*EXERCISE*
All lines below must be repeated exactly, with the pictures omitted.

-- DATA follows --

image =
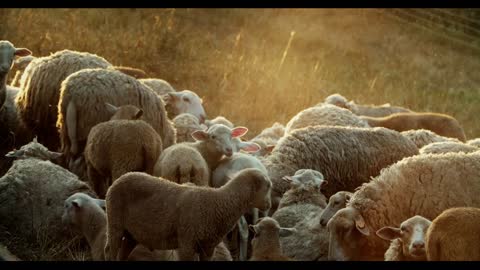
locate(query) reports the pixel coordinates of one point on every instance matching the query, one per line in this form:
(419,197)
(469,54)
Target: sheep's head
(411,233)
(126,112)
(34,149)
(336,202)
(185,101)
(220,138)
(77,208)
(347,231)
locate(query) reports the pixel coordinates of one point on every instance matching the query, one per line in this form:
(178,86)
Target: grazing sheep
(454,234)
(408,241)
(474,142)
(424,185)
(365,110)
(266,243)
(186,124)
(32,193)
(159,86)
(442,124)
(194,219)
(326,114)
(447,147)
(346,156)
(82,106)
(119,146)
(185,101)
(422,137)
(303,198)
(219,120)
(40,84)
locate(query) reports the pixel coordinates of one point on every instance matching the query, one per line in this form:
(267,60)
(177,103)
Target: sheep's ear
(360,225)
(389,233)
(250,147)
(112,109)
(22,52)
(138,114)
(239,132)
(54,155)
(200,135)
(284,232)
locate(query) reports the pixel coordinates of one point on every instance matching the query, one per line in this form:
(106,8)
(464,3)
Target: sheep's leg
(243,231)
(186,253)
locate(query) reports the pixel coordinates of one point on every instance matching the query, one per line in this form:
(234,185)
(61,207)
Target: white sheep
(193,219)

-- DATA concluded --

*ANSWER TO THE EXERCISE*
image =
locate(query) reports the pixel coordinates of one point on every instance matching the query, one per line in this form:
(419,197)
(469,54)
Target: sheep's head
(411,233)
(126,112)
(34,149)
(336,202)
(185,101)
(220,138)
(77,208)
(347,231)
locate(query) reports the pixel coordinates of one point on every instance matching the query, one per line in this form:
(178,86)
Target: grazing sheep
(454,234)
(408,241)
(474,142)
(424,185)
(365,110)
(266,243)
(186,124)
(32,193)
(159,86)
(442,124)
(194,219)
(326,114)
(447,147)
(346,156)
(82,106)
(119,146)
(185,101)
(422,137)
(303,198)
(219,120)
(40,84)
locate(query) reports the pixel coordinates of one point on every instance matching the query, one per line in this form:
(267,60)
(177,103)
Target: sheep's ear
(360,225)
(389,233)
(250,147)
(112,109)
(22,52)
(138,114)
(239,132)
(54,155)
(200,135)
(284,232)
locate(query) reports the pixel coordinates of one point on every instance matching the query, one per line in this form:
(106,8)
(464,3)
Target: sheep's leg
(243,231)
(186,253)
locate(query) reports the pixel coordinates of one point on every instance matching the query, one per line in this form:
(234,185)
(61,207)
Target: white sheep
(193,219)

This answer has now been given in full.